[Supplied text]:
■ ■ ■
In a letter to the mayors of Edison and Woodbridge, the Indian Business Association (IBA), apologised on Tuesday, 30 August, for bringing a bulldozer to an Indian Independence Day parade in the two towns of New Jersey, the United States, describing it as "a divisive image that did not reflect our mission."
IBA President Chandrakant Patel offered "his sincere apologies for certain aspects of our 2022 Indian Independence Day Parade that reflected poorly on our organisation and offended the Indian American minority groups, especially Muslims, from the local area, and across the state, and country."
That, however, was not the only controversy that had occurred in the US on the occasion of Independence Day.
A verbal confrontation had also occurred in La Palma Park in Anaheim, California on 15 August, between a group celebrating India's Independence Day and those protesting caste discrimination and violence against Muslims in India.
While such confrontations are not unheard of on days of important events, the larger question concerns the political and religious polarisation of the Indian diaspora in the US. Are the political boundaries that divide the diaspora becoming sharper every passing year?
'Open and Provocative': On the Bulldozer Controversy
"India Day parades in many places have become quite politicised. This year it was much more shameless in the way where they wanted to make a statement by bringing a bulldozer. Those who follow Indian politics know what it symbolizes. It was open and provocative. It has been there for quite some time, and this year in Edison and Anaheim, it was quite something. Most mainstream Indian media did not report on it," Sangay Mishra, author of "Desis Divided: The Political Lives of South Asian Americans," told The Quint.
Additionally, he went on to say that the those who advocated the inclusion of the bulldozer are not representative of the larger diaspora community. There is a category of politically engaged people who do this and that is a feature of diaspora's existence.
"In general, conceptually speaking any diaspora you pick, there is an amount of back and forth politically."
On how Mayor Samip Joshi had said it was "unacceptable" and asked for an apology from the group that organised the parade in Edison, Mishra said, that it made political sense for the mayor to condemn the use of the bulldozer, "because he will lose support, all kinds of support."
"New Jersey has large Arab and other Muslim communities. It’s not a mayor's job to vet event details, so he might not have been vetting, but when people reached out to him, it was the right thing to do."
Mishra did acknowledge that "there is a real danger emerging" along religious lines and it will be harmful for the South Asian community. "South Asian Americans have politically not aligned with Islamophobic tropes in US, they are aligned with those who opposed these tropes, but the concern is that this polarisation is becoming an issue."
'Shame on Them for Bringing This Kind of Stuff Here'
Ankur Vaidya, chairman of the Federation of Indian Associations, which has been organising the India Day Parade in NYC for 40 years said that a hundred thousand people attended the parade this year in Manhattan.
"We organise events that amplify and glorify traditions that have to do with motherland and culture and represent accurately our motherland and our diaspora."
■ ■ ■
[Records]:
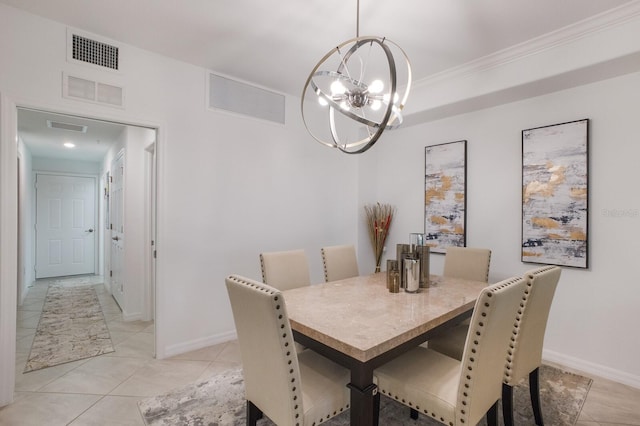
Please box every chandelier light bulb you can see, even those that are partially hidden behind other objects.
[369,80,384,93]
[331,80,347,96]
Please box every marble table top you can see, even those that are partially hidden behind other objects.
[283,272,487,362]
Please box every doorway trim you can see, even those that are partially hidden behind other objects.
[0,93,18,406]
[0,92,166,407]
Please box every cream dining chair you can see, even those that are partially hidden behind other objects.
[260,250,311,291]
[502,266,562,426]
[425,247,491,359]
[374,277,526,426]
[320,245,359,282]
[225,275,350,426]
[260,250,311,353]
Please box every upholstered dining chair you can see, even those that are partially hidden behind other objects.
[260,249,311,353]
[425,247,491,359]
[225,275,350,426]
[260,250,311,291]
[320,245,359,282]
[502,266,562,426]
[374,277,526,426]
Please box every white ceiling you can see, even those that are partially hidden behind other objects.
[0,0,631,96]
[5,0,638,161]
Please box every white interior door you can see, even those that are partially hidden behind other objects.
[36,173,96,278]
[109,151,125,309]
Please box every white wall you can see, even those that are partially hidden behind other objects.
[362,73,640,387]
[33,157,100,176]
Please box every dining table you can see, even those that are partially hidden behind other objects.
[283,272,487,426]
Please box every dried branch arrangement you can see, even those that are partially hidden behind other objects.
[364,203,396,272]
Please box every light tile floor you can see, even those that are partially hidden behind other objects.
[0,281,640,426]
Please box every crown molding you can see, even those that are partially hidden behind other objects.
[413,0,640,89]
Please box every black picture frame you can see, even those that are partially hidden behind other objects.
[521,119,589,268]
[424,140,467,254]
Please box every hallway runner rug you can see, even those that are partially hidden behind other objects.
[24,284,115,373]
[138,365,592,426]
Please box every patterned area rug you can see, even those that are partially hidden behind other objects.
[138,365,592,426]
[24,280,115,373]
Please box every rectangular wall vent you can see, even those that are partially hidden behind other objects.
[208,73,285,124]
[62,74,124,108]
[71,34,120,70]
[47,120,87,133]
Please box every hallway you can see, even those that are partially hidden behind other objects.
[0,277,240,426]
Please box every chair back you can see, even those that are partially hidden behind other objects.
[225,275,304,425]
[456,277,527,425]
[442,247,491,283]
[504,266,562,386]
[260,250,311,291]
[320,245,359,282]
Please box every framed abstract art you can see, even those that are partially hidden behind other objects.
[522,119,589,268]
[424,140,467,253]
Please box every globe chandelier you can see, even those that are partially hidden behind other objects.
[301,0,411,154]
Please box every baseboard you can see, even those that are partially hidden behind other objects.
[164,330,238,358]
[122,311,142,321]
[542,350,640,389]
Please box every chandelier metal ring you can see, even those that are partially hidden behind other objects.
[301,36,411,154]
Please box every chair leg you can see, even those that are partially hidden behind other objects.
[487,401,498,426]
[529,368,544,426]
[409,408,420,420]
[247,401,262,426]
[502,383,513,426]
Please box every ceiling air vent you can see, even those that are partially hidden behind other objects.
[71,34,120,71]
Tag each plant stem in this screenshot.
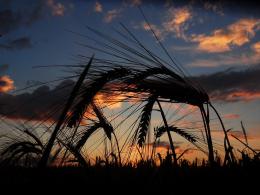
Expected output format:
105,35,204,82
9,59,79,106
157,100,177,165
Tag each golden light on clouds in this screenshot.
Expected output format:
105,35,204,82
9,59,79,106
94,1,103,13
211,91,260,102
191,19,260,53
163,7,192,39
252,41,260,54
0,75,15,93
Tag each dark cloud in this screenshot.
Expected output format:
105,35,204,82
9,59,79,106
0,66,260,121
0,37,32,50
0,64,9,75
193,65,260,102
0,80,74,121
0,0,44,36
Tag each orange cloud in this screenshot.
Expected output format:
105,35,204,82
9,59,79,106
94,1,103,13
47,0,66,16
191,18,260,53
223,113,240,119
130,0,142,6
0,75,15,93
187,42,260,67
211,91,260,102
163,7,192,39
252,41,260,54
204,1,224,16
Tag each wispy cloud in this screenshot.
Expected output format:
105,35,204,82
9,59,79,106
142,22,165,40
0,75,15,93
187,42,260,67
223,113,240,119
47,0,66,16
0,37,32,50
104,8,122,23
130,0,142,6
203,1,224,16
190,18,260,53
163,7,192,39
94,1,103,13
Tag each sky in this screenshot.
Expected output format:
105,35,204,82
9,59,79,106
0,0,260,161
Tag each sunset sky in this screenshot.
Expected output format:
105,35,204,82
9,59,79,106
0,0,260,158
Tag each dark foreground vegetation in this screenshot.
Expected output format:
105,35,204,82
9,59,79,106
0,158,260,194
■ ■ ■
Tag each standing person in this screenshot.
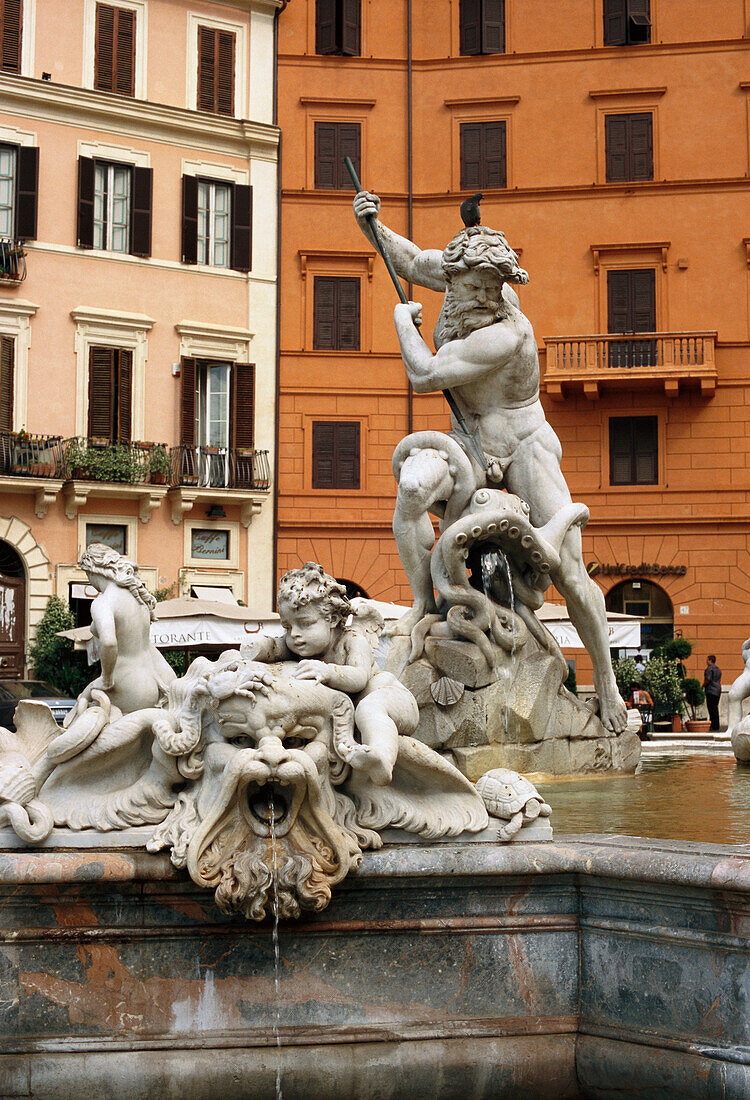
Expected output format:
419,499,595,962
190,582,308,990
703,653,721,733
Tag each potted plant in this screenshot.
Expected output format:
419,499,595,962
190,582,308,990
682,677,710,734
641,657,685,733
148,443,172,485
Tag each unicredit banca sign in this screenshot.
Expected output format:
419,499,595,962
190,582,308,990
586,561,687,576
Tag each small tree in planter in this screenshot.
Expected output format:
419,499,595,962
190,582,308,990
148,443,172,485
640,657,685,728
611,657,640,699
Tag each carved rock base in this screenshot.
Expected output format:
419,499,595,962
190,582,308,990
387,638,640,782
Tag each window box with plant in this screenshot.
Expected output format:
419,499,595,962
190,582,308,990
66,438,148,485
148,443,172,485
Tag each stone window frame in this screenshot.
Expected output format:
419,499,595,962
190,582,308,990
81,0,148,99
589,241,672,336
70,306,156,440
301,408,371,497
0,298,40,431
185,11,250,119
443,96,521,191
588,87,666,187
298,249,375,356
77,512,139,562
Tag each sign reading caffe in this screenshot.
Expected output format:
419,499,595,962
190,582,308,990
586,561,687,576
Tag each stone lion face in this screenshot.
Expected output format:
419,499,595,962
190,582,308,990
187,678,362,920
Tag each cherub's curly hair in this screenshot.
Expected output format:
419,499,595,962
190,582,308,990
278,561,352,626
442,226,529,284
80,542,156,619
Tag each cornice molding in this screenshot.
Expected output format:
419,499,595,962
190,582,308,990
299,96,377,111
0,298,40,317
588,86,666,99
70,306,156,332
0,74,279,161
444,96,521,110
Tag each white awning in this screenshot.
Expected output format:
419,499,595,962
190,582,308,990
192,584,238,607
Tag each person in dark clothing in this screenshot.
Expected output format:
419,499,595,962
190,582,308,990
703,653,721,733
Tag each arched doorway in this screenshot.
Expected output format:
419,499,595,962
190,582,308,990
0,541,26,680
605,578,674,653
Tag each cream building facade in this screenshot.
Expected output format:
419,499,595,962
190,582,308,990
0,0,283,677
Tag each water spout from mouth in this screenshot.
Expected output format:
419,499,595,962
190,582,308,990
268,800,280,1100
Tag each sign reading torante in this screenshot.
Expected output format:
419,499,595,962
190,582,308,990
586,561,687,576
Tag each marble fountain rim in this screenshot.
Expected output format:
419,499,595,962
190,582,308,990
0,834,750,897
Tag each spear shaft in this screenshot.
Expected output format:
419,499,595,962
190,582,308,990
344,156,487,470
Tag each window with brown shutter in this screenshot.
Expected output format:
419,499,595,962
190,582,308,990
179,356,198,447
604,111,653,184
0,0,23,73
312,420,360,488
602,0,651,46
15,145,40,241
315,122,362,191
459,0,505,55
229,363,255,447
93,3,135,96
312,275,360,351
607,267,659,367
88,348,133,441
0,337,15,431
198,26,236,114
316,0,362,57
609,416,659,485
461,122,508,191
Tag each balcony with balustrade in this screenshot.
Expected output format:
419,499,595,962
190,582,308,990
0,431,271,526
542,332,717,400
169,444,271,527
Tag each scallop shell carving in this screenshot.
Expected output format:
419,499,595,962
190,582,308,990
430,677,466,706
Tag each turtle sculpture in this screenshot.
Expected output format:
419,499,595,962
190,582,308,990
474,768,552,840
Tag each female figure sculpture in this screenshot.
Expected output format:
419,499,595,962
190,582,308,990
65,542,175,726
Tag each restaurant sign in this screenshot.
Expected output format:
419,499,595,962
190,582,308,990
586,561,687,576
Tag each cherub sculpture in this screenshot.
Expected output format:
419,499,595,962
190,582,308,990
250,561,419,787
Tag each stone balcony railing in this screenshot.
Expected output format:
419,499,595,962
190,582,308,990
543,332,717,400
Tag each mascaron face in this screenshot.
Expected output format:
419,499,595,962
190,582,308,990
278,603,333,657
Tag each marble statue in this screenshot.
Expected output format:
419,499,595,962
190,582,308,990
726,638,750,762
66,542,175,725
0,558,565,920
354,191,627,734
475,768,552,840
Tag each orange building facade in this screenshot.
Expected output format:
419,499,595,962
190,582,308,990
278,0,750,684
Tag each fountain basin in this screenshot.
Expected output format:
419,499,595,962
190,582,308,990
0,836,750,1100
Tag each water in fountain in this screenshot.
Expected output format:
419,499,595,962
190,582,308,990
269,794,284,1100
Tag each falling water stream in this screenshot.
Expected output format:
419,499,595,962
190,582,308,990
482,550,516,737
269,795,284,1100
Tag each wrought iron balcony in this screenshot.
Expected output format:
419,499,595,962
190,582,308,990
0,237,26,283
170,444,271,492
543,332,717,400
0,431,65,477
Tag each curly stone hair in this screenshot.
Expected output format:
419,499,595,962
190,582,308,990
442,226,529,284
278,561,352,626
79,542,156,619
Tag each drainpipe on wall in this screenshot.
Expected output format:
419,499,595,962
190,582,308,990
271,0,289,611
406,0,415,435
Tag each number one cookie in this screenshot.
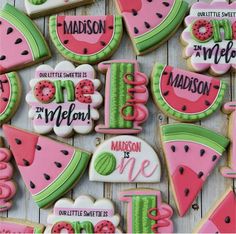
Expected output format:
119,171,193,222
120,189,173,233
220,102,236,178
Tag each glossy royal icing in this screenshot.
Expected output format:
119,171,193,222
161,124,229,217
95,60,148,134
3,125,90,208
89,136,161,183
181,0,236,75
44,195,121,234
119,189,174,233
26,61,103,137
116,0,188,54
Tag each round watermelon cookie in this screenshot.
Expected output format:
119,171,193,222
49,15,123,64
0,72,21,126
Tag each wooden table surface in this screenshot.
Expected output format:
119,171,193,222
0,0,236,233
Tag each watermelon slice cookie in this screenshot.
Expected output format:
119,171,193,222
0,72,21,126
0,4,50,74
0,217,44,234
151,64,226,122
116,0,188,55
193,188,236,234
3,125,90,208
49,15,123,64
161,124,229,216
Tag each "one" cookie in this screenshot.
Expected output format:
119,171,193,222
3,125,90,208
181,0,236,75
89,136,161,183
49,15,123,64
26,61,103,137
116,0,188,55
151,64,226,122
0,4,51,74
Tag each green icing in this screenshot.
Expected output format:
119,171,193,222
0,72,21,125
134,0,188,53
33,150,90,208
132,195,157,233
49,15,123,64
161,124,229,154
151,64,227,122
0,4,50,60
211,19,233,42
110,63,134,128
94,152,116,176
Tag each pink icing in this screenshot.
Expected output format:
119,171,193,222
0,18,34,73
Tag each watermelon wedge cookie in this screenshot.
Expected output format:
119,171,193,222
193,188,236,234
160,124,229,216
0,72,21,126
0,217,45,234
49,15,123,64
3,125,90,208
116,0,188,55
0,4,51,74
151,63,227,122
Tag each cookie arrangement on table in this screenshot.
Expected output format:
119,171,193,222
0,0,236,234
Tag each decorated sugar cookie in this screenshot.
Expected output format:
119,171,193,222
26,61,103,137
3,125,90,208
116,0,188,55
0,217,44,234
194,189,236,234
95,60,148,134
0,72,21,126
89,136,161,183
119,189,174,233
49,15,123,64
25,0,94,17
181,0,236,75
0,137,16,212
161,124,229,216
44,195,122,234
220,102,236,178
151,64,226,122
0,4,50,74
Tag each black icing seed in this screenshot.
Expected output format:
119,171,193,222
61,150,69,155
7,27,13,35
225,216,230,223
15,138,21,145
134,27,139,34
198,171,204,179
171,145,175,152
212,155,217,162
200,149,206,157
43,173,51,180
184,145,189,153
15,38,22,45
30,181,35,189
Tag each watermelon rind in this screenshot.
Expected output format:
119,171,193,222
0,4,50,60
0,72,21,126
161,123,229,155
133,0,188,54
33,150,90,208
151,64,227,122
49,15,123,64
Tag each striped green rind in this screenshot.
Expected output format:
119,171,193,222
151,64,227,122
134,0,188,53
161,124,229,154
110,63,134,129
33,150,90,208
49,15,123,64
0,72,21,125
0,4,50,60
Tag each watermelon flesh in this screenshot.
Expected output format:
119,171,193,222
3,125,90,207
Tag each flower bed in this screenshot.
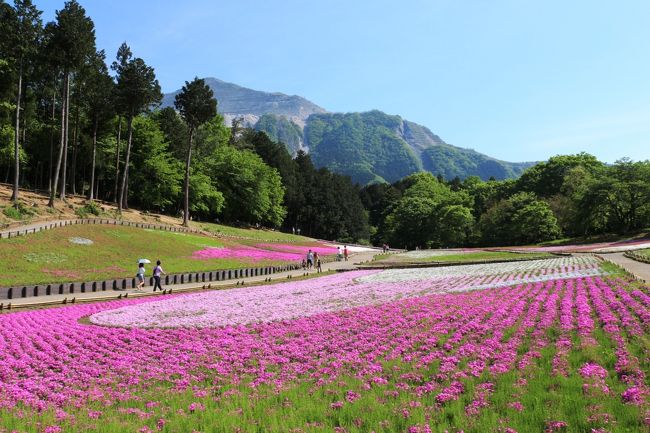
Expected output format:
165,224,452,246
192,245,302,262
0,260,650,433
■ ■ ■
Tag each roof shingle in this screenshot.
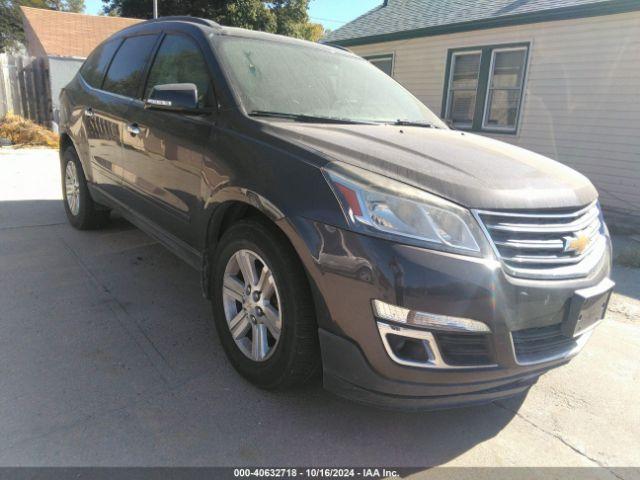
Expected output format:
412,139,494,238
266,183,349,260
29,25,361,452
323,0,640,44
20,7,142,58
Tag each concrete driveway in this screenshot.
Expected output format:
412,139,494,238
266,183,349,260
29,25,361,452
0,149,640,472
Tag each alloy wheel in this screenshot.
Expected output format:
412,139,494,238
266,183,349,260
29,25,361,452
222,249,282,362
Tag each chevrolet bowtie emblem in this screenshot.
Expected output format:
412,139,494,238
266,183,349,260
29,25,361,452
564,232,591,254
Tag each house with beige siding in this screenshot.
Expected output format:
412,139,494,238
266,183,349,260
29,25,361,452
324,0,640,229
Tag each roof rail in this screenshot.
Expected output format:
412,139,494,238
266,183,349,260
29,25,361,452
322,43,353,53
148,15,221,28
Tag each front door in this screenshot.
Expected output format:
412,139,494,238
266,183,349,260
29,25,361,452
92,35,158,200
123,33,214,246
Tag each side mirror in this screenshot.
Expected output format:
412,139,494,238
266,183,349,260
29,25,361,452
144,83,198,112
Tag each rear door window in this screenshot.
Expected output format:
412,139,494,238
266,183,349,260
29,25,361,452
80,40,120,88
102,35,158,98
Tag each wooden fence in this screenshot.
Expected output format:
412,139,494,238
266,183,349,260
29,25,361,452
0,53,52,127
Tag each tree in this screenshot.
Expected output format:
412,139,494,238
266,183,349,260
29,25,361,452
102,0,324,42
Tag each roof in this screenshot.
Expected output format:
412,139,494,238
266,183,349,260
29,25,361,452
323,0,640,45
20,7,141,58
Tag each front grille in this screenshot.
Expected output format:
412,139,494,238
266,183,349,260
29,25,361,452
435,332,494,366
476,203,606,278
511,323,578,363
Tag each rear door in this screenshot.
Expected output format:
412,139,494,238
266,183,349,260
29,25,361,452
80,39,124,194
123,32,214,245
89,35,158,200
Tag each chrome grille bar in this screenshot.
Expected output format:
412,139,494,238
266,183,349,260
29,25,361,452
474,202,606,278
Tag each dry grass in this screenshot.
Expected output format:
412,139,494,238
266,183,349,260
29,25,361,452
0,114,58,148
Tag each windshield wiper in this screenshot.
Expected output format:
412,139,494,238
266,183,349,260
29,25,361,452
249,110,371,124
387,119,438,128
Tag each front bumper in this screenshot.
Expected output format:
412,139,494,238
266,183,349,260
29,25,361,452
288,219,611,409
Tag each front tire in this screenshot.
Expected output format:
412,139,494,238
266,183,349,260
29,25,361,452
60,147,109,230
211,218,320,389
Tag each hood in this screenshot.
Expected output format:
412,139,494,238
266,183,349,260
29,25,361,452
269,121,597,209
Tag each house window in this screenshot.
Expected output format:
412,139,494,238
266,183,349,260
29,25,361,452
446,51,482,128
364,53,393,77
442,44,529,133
■ ■ ■
[Task set]:
#1 Print the article on the India Day parade controversy word for word, everything from "While such confrontations" down to "every passing year?".
#2 Go on with the article on the India Day parade controversy, picking up after its last sentence.

[Responses to the tasks]:
#1
While such confrontations are not unheard of on days of important events, the larger question concerns the political and religious polarisation of the Indian diaspora in the US. Are the political boundaries that divide the diaspora becoming sharper every passing year?

#2
When asked about the inclusion of the bulldozer in the Edison rally, he said asserted that while they know what they were doing, it was just one or two guys. "It is embarrassing – it should be a pride of our community that there is an Indian American mayor in Edison. It is preposterous that he had to apologise for something he doesn't know of."
"I am in the construction industry and I see at least five bulldozers daily , how do we know what else it is a symbol of. You can’t call it of ignorance as you don’t expect anyone to watch every news every single minute. You can’t expect him to watch news every minute to know what’s happening in India and elsewhere. Shame on them for bringing this kind of stuff here." he added.
On the issue of polarisation, Vaidya said that some "tend to sway towards local politics in the home country and try to apply that to here."
"For example, a guy comes in UP with certain beliefs that he grew up, then he will try to apply them here too. Let local domestic politics be where they belong. Why bring a problem of India or Egypt or Canada here? Why catch a flying bullet? If you vote here, India is not your voting domain, this is not your voting clientele. What is the need to represent a political party from that country?"
'Hindu Right is Powerful & Well-Financed in the US'
The Quint also spoke to two protesters who attended the Independence Day mela at La Palma Park in Anaheim to find out more about the confrontation and about the polarisation of the Indian diaspora in the US.
"Within a minute of us entering the public park, where the event was happening, we were mobbed by a group of male elders at this event. They all looked like Indian/South Asian men who pushed/grabbed us, knocked our cell phones down, they tore up our signs while the gathered crowd of them chanted extremist nationalist slogans and chanted Islamophobic slurs," one protester, while requesting anonymity, said in their narration of the event.
A video shared by Jeong Park, a journalist covering Asian American communities for the Los Angeles Times, shows the one group engaging in a verbal confrontation with the other, with some abuses being hurled.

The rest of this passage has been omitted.